Selected extract:
Beefy Boxes and Bandwidth Generously Provided by pair Networks
Think about Loose Coupling
 
PerlMonks  

Multithreading leading to Out of Memory error

by joemaniaci (Sexton)
on Jun 07, 2013 at 15:58 UTC ( #1037694=perlquestion: print w/ replies, xml ) Need Help??
joemaniaci has asked for the wisdom of the Perl Monks concerning the following question:

So I have a new multithreading implementation that should be smooth running and for the most part it is. It wasn't until I tried evaluating 231 Gb of files that I started getting "Out of Memory!" errors and having the program die. I have been over everything three times now and still cannot figure it out. So here is what I have...

use threads('yield','stack_size' => 64*4096, 'exit' => 'threads_only', + 'stringify'); use Thread::Queue; use various others(File::..., DBI.... my @FoundFiles = subroutine to get all of the applicable files(and the +ir directories). my $Threads = 8; my $workq = Thread::Queue->new(); $workq->enqueue(@FoundFiles); $workq->enqueue(undef) for (1..$Threads); threads->create('executeall') for (1..$Threads); sub executeall { while(my $i = $workq->dequeue()) { last if $i eq undef; if($i =~ /filetypea/) { parseitthisway($i); } if($i =~ /filetypeb/) { parseitanotherway($i); } .... .... } threads->detach(); }

Now in my googling I have come across several references talking about perl threads maybe holding on to excess data over time. As you can tell, the only real global piece of data I am using is the queue. Therefore, all the real data is being built up in the individual parse subroutines, meaning the perl garbage cleanup should be taking care of that once the subroutine returns. Unless it's bugged or something. The only thing I can think of is destroying and recreating my threads every 200-300 file iterations.

FINAL SOLUTION

EDIT: I don't know if it is a bug in Perl or what, but essentially the purpose of the array was to store certain data, and then get quantities of repeated elements. I changed the array to a hash and changed...

push(@array, $data);

into

++{%newHotness{$data};

Then I got the quanties I wanted later on down the road...

while(my ($k, $v) = each(%newHotness)) { ...check that I have the expected $v per $k }

Unless perl has some maximum array limit, and unless there was some sort of overflow issue, I have no idea why the original implementation had such a bad memory leak. Either way the memory leak is gone.

So I went back out of curiosity and looked at that array, essentially commented out the new code and uncommented the old implementation and looked at the sizes of the arrays. At one point the array held over 500,000 items, so I don't know if that is a lot or a little. Either way, some googling has led me to the fact that perl doesn't care so long as the system has the memory to store it. Now my machine has 16 gigs and never even came close to being fully utilized. I am assuming the operating system placed some limit on the perl.exe itself. Either way it doesn't matter because it wouldn't be an issue if the array was properly reclaimed. I did it by the book...

Objective 1: Take the part of the forum thread on Perl multithreading that opens with the words containing "Beefy Boxes and" and closes with "what I have...", and write it out with "joemaniaci" changed to "the poster".
Objective 2: Gather every line of the records that holds the string "weathered", matching its case exactly.
The forum thread on Perl multithreading and the records are unrelated to each other.

Records shown:
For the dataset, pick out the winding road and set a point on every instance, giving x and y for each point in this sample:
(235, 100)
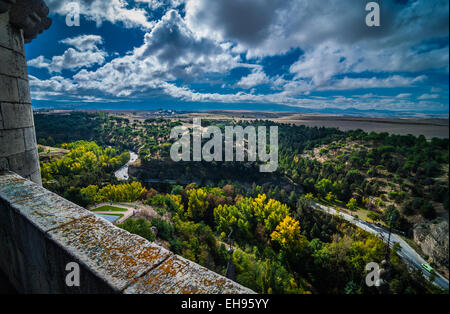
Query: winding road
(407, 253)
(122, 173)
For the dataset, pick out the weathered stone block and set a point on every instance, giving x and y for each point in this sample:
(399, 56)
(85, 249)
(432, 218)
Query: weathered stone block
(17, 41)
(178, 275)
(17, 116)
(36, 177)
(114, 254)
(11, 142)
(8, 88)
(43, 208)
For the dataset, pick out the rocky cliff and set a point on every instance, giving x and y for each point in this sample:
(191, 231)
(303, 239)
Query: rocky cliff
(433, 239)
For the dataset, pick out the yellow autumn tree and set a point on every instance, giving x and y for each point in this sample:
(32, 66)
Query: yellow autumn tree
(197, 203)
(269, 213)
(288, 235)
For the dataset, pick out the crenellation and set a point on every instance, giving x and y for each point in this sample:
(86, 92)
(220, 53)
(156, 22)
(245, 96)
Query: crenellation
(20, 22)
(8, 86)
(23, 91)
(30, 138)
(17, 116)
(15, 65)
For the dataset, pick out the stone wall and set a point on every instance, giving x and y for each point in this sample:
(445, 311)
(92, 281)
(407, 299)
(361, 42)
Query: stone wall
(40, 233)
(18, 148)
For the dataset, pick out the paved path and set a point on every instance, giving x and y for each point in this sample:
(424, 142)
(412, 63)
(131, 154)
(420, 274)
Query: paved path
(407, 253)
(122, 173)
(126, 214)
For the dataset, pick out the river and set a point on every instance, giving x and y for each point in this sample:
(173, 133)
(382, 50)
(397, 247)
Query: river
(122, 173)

* * *

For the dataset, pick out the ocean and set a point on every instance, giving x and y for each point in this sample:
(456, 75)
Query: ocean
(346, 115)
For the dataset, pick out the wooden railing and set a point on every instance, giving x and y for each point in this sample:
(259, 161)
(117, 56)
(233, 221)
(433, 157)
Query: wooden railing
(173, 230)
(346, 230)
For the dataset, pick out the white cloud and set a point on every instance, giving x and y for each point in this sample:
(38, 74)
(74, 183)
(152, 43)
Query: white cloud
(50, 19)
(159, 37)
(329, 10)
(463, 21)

Full solution 1:
Beefy Boxes and Bandwidth Generously Provided by pair Networks
Think about Loose Coupling
 
PerlMonks  

Multithreading leading to Out of Memory error

by the poster (Sexton)
on Jun 07, 2013 at 15:58 UTC ( #1037694=perlquestion: print w/ replies, xml ) Need Help??
the poster has asked for the wisdom of the Perl Monks concerning the following question:

So I have a new multithreading implementation that should be smooth running and for the most part it is. It wasn't until I tried evaluating 231 Gb of files that I started getting "Out of Memory!" errors and having the program die. I have been over everything three times now and still cannot figure it out. So here is what I have...

Full solution 2:
For the dataset, pick out the weathered stone block and set a point on every instance, giving x and y for each point in this sample:
Query: weathered stone block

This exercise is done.